Extracted records
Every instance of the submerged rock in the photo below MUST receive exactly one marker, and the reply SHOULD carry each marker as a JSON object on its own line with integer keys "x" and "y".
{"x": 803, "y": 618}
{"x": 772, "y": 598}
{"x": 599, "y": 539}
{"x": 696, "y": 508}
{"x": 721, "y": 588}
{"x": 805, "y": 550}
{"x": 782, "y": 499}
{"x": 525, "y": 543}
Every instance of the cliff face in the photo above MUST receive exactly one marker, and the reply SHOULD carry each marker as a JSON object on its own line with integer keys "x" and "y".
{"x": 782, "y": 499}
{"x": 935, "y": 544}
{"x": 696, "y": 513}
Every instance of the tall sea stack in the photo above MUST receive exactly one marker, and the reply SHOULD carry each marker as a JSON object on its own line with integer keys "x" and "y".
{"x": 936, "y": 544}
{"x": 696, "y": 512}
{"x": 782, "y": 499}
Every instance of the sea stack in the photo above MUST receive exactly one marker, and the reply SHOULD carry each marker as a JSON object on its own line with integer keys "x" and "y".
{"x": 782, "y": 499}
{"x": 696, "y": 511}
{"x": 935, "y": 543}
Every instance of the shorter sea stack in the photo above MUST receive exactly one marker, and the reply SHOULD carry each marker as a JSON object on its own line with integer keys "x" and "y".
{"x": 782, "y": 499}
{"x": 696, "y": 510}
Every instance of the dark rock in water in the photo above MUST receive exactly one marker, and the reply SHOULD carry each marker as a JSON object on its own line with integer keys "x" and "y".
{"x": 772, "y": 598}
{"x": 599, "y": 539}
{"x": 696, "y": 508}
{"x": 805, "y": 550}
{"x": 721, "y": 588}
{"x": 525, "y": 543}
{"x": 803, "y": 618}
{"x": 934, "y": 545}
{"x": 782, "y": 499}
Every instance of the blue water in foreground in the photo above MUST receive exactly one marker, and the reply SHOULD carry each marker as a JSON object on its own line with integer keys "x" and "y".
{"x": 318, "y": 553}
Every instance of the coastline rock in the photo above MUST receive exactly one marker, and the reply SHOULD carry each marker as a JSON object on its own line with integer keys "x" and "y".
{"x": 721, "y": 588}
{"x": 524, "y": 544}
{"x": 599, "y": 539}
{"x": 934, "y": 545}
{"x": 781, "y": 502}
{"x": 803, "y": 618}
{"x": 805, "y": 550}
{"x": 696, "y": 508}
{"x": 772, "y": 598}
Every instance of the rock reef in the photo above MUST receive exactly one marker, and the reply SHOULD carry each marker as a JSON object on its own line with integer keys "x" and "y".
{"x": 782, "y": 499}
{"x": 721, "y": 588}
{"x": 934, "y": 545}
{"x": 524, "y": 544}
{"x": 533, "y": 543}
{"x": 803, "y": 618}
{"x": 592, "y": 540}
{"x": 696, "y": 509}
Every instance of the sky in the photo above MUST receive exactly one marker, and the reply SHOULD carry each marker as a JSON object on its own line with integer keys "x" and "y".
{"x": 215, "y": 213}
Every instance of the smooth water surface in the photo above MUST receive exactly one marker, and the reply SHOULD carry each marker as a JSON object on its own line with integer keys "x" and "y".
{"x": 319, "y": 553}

- Task directions: Transcribe every entry word for word.

- Exercise response:
Every instance of the submerged rock in the photo below MUST receive exactly one marker, and the reply SHOULD carry each marker as a JSON object on its own line with integer keys "x" and "y".
{"x": 803, "y": 618}
{"x": 772, "y": 598}
{"x": 599, "y": 539}
{"x": 696, "y": 508}
{"x": 721, "y": 588}
{"x": 805, "y": 550}
{"x": 782, "y": 499}
{"x": 525, "y": 543}
Every instance of the cliff face in the photo above MUST receive exactly one marker, and the reply SHOULD carry each marker as a JSON object on its own line with integer keys "x" and "y".
{"x": 782, "y": 499}
{"x": 935, "y": 544}
{"x": 696, "y": 513}
Every instance of the tall sea stack in the photo above MUST receive exactly one marker, and the reply SHOULD carry each marker as a JSON object on its own line with integer keys "x" and "y".
{"x": 936, "y": 544}
{"x": 696, "y": 512}
{"x": 782, "y": 499}
Every instance of the sea stack in the photo above MUST receive exactly one marker, and the reply SHOULD carry each marker as a JSON object on its own line with integer keys "x" and "y".
{"x": 782, "y": 499}
{"x": 696, "y": 511}
{"x": 935, "y": 543}
Every instance of the shorter sea stack in the photo above MUST receive exactly one marker, and the reply SHOULD carry each marker as a JSON object on its own line with integer keys "x" and "y".
{"x": 782, "y": 499}
{"x": 696, "y": 510}
Every instance of the dark rock in water in the photo above MUST receive exactly one marker, and the reply SHOULD carry each marker as a JSON object on its own line with integer keys "x" and "y".
{"x": 772, "y": 598}
{"x": 599, "y": 539}
{"x": 696, "y": 508}
{"x": 805, "y": 550}
{"x": 721, "y": 588}
{"x": 525, "y": 543}
{"x": 803, "y": 618}
{"x": 934, "y": 545}
{"x": 782, "y": 499}
Every instance of the blue water in foreground in the photo above MUST receive exactly one marker, and the reply SHOULD carry each marker as a JSON object on its own line with integer keys "x" and "y".
{"x": 318, "y": 553}
Every instance of the coastline rock in the photo above MUST receive exactly one marker, and the reply SHOULD carry each marker as a JSON object on its own line with integer keys "x" and "y".
{"x": 721, "y": 588}
{"x": 524, "y": 544}
{"x": 599, "y": 539}
{"x": 934, "y": 545}
{"x": 781, "y": 502}
{"x": 803, "y": 618}
{"x": 805, "y": 550}
{"x": 696, "y": 508}
{"x": 772, "y": 598}
Every instance of the rock reef in the photo above MUST receive exactly one marker, and the reply SHOULD carry each marker as a JSON object on its own line with integer keys "x" and "y".
{"x": 782, "y": 499}
{"x": 721, "y": 588}
{"x": 934, "y": 545}
{"x": 524, "y": 544}
{"x": 533, "y": 543}
{"x": 803, "y": 618}
{"x": 592, "y": 540}
{"x": 696, "y": 509}
Every instance of the sky in the photo above MUST receive exactly one marker, and the reply SHOULD carry each marker as a JSON object on its own line with integer keys "x" and "y".
{"x": 215, "y": 213}
Every instance of the smooth water surface in the photo above MUST receive exactly one marker, and the reply SHOULD carry each marker as a JSON object on its own line with integer keys "x" and "y".
{"x": 319, "y": 553}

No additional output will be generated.